◆ **EXTRACT PROVIDED**
--------------------
This question was answered by: Craig Ganger, director, managed care & decision support, Premier Health, and a member of HFMA’s Southwestern Ohio Chapter.
Answer 2: We recommend you could contact your state’s labor agency, but we are not aware of any regulation, particularly in ERISA laws, that could be cited as the reason for this approach.
The more likely scenario is that self-funded employers who are funding the claims payment but using a TPA to actually pay the claims are increasingly cost-shifting to patients in an effort to encourage enrollees to use in-network providers. Setting Medicare or Medicare plus some percentage point as their liability would be part of their approach as the plan sponsor.
Regardless of whether the payer calls it a denial, the lack of an agreement between a provider and with the specific insurer administering the plan leaves the patient ultimately liable for the difference between their plan, or an employer’s payment, and the full charges.
One approach we have seen is to remind payers who are advocating this approach that without a contract the patient has absolutely no protections and the absence of a contract eliminates standard protections for patients, such as the ability to balance bill the patient, and potentially means the patient could be charged for any remaining amounts up to the full charge of the services, in advance. Employers want to keep their employees somewhat protected and out of the fray, and a reminder that such an insurer a tactic places the employee in the middle and eliminates employee protections might dissuade them.
This question was answered by: Paula Dillon, director of managed care, Illinois Hospital Association and a member of HFMA’s First Illinois Chapter.
Answer 3: First, the law that applies to rates of payment from a self-insured plan is contract law. If you do not have a contract with the self-insured plan, you are entitled to balance bill the patient, even if the insurer is using Medicare rates to pay you (not including Medicaid, TriCare and other statutory programs with whom you participate).
State law does not apply because of the ERISA preemption, so even if you have a state law that prohibits balance billing, you can do so.
It is important to confirm that your organization does not have a contract with the plan. Your organization may have a contract with a third-party administrator, which incorporates all or many of the self-insured plans that they administer.
Moreover, you need to be sensitive to your patient relations, as discussed by others. You definitely need to discuss your payment policy in advance and disclose your intention to balance bill.
--------------------
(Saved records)

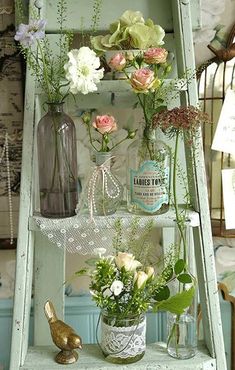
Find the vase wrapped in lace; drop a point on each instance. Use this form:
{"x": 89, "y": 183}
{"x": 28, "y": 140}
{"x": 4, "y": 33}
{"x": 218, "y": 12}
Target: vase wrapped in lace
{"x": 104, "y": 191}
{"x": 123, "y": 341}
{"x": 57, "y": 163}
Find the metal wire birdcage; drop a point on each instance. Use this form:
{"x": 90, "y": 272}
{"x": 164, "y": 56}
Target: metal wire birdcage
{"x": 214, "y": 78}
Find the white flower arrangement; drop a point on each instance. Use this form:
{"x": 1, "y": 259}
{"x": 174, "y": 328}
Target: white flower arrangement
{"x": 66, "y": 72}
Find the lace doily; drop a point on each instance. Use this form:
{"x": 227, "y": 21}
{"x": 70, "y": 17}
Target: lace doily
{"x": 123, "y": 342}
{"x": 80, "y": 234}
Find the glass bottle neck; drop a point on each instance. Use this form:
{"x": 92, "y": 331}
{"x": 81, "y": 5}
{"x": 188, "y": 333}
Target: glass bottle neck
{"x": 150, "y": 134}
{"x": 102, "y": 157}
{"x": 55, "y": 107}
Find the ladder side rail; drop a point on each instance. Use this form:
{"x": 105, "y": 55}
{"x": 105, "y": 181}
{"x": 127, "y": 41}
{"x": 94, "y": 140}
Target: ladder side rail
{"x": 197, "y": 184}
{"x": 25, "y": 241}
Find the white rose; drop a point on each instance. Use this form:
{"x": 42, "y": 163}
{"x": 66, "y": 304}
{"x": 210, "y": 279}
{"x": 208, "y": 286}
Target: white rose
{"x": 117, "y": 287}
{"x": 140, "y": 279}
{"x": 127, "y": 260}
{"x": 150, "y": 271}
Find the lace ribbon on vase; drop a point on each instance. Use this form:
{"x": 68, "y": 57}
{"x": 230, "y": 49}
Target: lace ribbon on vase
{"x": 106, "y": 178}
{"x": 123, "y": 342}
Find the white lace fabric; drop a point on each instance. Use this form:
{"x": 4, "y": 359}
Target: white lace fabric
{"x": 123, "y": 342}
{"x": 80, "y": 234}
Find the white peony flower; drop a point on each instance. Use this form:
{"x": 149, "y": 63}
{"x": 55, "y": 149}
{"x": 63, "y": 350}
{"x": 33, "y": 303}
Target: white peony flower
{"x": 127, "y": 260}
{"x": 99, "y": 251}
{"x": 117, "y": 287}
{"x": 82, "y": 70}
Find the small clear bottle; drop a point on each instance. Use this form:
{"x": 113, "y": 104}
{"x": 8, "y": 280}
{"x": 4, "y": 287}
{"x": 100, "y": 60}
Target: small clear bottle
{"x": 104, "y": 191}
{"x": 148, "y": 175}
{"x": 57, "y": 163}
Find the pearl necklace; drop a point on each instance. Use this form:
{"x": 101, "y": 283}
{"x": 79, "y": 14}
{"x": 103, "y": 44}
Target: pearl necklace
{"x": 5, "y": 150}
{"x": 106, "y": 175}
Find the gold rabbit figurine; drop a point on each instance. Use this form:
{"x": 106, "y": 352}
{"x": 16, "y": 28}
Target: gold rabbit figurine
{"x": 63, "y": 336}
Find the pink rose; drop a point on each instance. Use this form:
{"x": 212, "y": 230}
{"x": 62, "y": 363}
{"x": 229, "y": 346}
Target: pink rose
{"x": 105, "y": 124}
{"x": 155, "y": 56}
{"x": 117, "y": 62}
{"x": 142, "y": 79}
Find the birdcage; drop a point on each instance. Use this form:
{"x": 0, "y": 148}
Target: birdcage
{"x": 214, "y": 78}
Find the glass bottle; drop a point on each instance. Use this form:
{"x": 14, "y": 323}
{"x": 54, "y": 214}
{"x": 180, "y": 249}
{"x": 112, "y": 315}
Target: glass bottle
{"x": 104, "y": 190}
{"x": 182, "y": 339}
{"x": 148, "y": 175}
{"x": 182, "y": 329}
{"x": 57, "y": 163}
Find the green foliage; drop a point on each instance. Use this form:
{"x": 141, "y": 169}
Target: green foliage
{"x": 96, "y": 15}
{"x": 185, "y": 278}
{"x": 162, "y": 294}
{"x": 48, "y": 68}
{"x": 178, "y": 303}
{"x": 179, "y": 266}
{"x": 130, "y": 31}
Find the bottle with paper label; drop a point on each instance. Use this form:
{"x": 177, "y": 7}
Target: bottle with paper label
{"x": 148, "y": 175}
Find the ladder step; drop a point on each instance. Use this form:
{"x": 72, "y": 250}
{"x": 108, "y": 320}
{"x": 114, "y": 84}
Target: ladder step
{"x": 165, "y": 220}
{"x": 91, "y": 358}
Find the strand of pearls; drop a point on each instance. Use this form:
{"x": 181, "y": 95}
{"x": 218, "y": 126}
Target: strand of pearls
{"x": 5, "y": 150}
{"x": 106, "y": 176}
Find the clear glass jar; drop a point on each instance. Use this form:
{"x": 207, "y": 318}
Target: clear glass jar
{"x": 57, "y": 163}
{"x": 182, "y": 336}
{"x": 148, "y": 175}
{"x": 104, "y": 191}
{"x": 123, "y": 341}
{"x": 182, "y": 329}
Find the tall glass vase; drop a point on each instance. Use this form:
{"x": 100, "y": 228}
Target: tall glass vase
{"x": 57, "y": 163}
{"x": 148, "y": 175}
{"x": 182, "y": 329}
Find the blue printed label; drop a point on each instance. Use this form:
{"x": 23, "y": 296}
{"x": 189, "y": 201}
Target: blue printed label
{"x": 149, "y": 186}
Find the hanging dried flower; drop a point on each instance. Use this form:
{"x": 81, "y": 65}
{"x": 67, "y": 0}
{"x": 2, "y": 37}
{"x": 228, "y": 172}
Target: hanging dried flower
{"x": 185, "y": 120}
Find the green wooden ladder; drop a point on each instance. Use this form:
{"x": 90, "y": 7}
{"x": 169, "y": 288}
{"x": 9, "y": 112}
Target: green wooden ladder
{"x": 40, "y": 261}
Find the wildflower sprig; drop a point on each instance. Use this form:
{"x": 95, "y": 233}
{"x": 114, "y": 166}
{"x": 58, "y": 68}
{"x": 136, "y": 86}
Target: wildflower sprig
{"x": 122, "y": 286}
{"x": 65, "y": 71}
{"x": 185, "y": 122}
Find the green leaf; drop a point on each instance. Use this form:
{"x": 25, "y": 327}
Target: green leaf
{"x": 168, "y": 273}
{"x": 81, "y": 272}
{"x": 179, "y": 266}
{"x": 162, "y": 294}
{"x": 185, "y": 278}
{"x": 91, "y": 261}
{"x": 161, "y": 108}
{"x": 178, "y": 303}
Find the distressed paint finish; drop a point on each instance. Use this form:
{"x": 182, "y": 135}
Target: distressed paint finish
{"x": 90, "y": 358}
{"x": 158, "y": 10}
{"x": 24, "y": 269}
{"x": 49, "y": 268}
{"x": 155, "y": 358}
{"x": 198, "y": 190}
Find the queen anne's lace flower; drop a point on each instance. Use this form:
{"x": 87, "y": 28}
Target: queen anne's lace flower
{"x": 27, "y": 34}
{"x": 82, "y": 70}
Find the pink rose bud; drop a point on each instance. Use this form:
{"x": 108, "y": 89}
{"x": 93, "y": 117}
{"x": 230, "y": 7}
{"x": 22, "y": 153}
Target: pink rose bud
--------------------
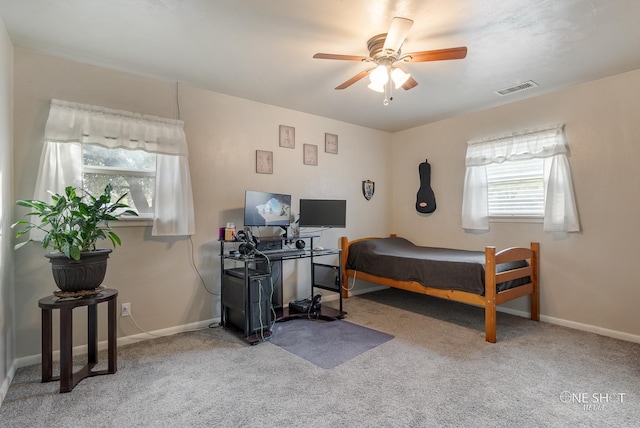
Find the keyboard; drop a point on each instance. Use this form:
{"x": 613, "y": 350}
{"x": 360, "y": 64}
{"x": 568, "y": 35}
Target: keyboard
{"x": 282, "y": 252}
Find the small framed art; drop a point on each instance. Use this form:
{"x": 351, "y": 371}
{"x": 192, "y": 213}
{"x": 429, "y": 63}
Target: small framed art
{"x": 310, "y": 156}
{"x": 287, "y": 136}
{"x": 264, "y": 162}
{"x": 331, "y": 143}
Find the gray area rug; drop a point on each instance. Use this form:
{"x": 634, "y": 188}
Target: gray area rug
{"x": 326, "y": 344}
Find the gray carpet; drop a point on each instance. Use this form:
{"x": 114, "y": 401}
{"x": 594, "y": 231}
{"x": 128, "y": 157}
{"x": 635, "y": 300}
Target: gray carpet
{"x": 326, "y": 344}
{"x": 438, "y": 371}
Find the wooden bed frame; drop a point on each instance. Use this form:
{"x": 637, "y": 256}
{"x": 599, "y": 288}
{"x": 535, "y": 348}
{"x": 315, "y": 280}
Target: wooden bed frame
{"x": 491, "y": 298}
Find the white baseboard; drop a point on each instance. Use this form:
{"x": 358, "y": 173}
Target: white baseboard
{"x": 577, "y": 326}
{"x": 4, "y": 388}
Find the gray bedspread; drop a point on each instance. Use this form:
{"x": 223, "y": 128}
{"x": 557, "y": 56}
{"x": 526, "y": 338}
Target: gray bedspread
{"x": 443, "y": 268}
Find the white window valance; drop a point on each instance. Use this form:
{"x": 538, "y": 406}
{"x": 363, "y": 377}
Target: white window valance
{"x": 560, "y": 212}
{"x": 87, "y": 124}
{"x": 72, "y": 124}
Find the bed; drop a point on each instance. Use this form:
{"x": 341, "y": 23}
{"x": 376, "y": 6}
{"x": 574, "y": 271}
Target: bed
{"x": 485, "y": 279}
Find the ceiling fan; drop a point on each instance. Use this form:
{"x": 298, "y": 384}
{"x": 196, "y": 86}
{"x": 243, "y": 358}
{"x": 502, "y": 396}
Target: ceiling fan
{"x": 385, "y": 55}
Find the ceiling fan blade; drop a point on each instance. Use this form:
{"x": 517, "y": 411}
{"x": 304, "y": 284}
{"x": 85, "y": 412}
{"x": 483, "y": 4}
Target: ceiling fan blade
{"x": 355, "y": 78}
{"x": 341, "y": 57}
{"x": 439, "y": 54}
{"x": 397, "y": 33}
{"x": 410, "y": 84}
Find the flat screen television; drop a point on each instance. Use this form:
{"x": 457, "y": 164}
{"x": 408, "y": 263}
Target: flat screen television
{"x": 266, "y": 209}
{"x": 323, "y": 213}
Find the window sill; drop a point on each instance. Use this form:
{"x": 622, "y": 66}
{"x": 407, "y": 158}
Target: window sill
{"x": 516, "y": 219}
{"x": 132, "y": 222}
--------------------
◆ **EXERCISE GOAL**
Pick up the text on balance billing patients of self-insured employer plans after its last sentence and keep it going.

◆ **EXERCISE ANSWER**
Also, for large balances, you may want to check the patient’s healthcare plan. Surprisingly, these plans often do not specify Medicare as the rate of payment. You need to get a copy of the plan and read it. Do not relay on the summary plan description (SPD). Ask the self-insured plan in writing for a complete copy of the plan documents, which will include the complete plan –not just the SPD. It also will include the contract between the TPA and the self-insured plan. If the plan does not supply all the relevant plan documents within 30 days, it may be subject to a penalty of $110 per day. However, you have to go to federal court to get a judgment ordering the payment of the penalty.
This question was answered by: Robin A. Johnson, owner, The Health Law Group and a member of HFMA’s Massachusetts-Rhode Island Chapter.
Answer 4: I concur with other’s responses. As non-par, the provider is able to balance bill the member. It seems the problem this provider faces is that the payment codes used by the payer do not accurately reflect the claim payment status, making it appear to be a contractual or “allowable” write-off, therefore hard to catch it and move the balance to member responsibility.
You should try working with the payer or claim administrator to correctly code the payment.
In the event the payer does not correct their payment reporting to accurately reflect the patient balance, you will need to design your system to flag this payer and identify outstanding balances so that you can bill the patient.
This question was answered by: Michele Marcum, hospital contract executive, Humana, Inc. and a member of HFMA’s Idaho Chapter.